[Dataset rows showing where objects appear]

§ §

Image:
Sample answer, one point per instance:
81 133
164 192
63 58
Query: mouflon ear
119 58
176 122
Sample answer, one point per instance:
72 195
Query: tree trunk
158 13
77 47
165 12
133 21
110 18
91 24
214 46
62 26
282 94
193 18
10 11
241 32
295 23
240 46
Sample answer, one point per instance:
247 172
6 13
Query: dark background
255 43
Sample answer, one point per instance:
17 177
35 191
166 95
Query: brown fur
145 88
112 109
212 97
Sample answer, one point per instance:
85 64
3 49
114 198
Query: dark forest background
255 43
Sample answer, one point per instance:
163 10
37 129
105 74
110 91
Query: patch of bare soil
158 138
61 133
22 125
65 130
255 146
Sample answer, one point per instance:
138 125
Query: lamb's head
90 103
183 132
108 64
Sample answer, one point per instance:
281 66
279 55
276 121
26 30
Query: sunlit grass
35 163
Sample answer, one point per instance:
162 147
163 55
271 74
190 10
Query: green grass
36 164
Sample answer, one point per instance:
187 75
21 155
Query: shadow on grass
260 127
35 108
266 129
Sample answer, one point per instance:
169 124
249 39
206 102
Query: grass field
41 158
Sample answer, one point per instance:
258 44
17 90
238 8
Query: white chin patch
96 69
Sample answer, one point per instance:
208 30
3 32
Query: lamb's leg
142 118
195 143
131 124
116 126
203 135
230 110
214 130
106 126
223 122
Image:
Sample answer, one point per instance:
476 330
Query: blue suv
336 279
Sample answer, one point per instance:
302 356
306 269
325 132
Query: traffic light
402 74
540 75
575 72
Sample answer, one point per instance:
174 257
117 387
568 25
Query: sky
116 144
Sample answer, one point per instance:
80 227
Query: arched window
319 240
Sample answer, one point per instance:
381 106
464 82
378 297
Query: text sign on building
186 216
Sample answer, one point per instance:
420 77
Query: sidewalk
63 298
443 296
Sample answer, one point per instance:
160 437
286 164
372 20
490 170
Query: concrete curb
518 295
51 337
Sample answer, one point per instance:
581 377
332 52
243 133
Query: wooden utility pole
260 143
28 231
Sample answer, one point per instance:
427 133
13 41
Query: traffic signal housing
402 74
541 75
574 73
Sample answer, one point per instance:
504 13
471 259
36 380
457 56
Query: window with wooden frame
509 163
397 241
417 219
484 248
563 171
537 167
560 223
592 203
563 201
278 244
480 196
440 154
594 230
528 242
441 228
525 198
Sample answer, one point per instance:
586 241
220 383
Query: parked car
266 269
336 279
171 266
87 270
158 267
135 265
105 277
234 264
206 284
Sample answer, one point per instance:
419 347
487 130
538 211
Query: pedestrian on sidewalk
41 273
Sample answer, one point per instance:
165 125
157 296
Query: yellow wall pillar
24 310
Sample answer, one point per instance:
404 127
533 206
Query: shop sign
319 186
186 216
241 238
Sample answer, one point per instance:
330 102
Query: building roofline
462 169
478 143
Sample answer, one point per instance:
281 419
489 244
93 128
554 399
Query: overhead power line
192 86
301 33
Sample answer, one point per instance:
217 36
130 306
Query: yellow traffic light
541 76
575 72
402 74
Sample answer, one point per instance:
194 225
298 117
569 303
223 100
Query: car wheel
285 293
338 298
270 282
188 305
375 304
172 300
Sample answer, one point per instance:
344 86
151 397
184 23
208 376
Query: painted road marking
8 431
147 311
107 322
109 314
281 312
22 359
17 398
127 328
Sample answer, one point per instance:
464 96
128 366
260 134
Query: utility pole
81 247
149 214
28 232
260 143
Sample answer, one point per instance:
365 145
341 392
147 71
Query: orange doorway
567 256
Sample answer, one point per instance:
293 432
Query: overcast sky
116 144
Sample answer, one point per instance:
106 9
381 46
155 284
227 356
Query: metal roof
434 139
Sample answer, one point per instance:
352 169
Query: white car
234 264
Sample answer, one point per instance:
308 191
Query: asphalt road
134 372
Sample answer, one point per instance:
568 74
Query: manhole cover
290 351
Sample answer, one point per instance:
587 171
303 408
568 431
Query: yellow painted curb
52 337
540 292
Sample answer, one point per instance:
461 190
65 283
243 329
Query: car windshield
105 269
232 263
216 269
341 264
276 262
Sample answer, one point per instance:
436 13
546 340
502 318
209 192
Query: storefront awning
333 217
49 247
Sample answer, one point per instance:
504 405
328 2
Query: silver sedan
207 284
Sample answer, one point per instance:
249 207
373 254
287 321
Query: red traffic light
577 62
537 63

§ §

How many lines of the material contain the string "yellow"? Case counts. Give only the number.

3